These principles are too imprecise to give much guidance. One of the soft elements is the emphasis in paragraphs (2) and (5) on the reasonable contemplation of the parties. Another is the difficulty of reconciling considerations (a) and (b) in paragraph (5).

Similarly, it is not clear what the difference is between the tests of the currency in which the plaintiff feels the loss and the currency that most truly expresses his loss. Perhaps the second test is meant to apply when the currency of loss is not obvious and the court must evaluate the circumstances so as to arrive at the currency in which it would be most realistic to hold that the plaintiff suffered loss. However, the plaintiff can feel loss in more than one currency even though it is understood that they need not be the currencies of expenditure. There should be no reason why the court should not express its judgment in different currencies for different items of loss if the plaintiff truly felt losses in these currencies.

In the case under consideration, the commodity shipped as cargo was usually purchased by the plaintiff, a French company, in the United States or Brazil, or to a small extent in France, for processing in France. The price was always fixed in U.S. dollars and sales of the product after processing might be in dollars, or in francs if the sale was made in France, or in the currency of the purchaser. If the sale was not in dollars, the proceeds were converted at once into dollars. If a forward sale was made for payment in a currency other than dollars, the plaintiff sold the currency forward and at once bought dollars for the date of payment. The reason for this practice was that the dominant currency in trade in the commodity was the U.S. dollar, so that all of the plaintiff’s expenses and receipts were quantified in that currency in order to minimize the effects of exchange rate fluctuations. Futures were bought and sold in the Chicago Futures Market. The cargo in the case was purchased for dollars.

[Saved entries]
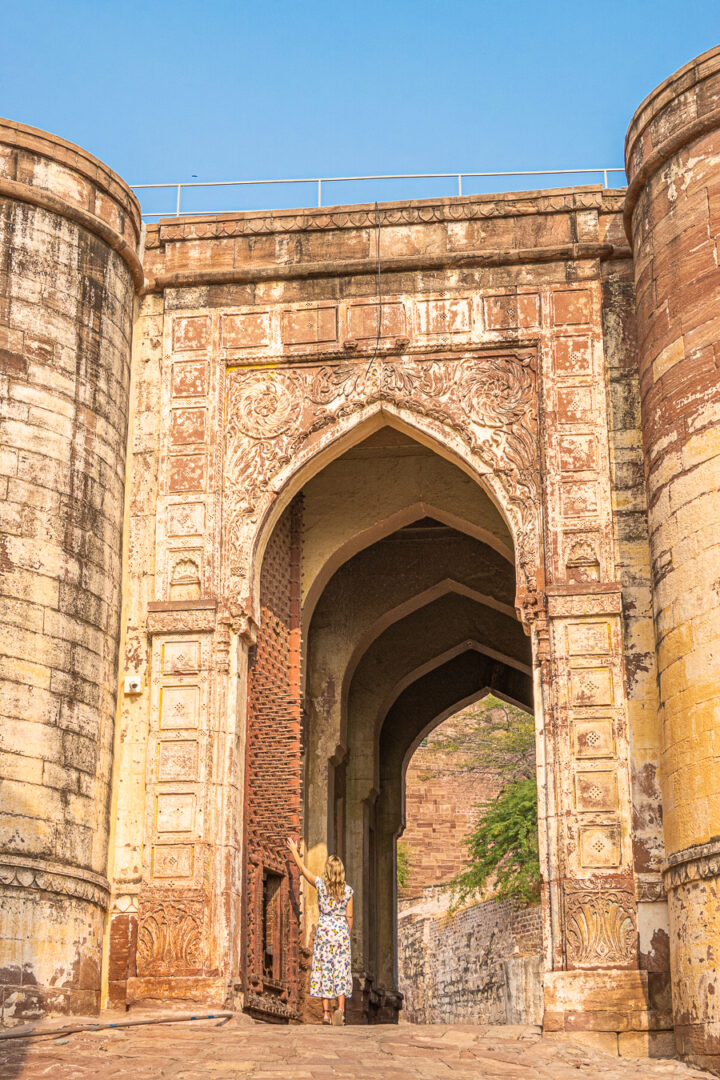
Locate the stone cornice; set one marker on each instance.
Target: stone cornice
(181, 617)
(49, 201)
(583, 599)
(22, 873)
(697, 863)
(405, 264)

◆ Work instructions ◆
1. Can you repeat the currency-loss passage word for word, starting with "These principles are" and going on through "in paragraph (5)."?
2. Would you carry on the currency-loss passage from the point where it stops?
The records were taken from a separate source.

◆ Responses to the tasks ◆
1.
These principles are too imprecise to give much guidance. One of the soft elements is the emphasis in paragraphs (2) and (5) on the reasonable contemplation of the parties. Another is the difficulty of reconciling considerations (a) and (b) in paragraph (5).

2.
The parties had not expressly agreed on the currency of compensation for breaches of contract. The bills of lading mentioned dollars, but the court did not give this fact great weight in choosing, between U.S. dollars and francs, the appropriate currency in which damages should be expressed or the currency in which the parties would have expected loss to be measured. The court decided, on the basis of all the facts, that the currency in which the judgment should be expressed was the U.S. dollar.

English Law Commission’s Conclusions

The major purpose of the English Law Commission’s Report was to determine whether legislation should be recommended that would change the law on foreign money liabilities that had grown up largely as a result of the Miliangos decision. The Commission concluded that there was no need to recommend legislative changes. The following paragraphs are the main conclusions and recommendations of the Commission on substantive law:

  • (1)The principle underlying the decision in Miliangos and the consequences which flow from it are greatly to be preferred to the rules which that decision superseded.

  • (2) (a) A plaintiff should not be able to obtain judgment in sterling in the case of the enforcement of a claim which ought properly to be expressed in a foreign currency; but

    • (b) legislative intervention to secure that result is not necessary, since the matter can appropriately be left to judicial decision.

  • (3) No change is necessary or desirable in the present rule that conversion of a foreign-currency judgment into sterling is to be effected at the date of actual payment or the date on which the court authorises enforcement of the judgment, whichever is the earlier, because in general that rule provides the best practical implementation of the Miliangos philosophy.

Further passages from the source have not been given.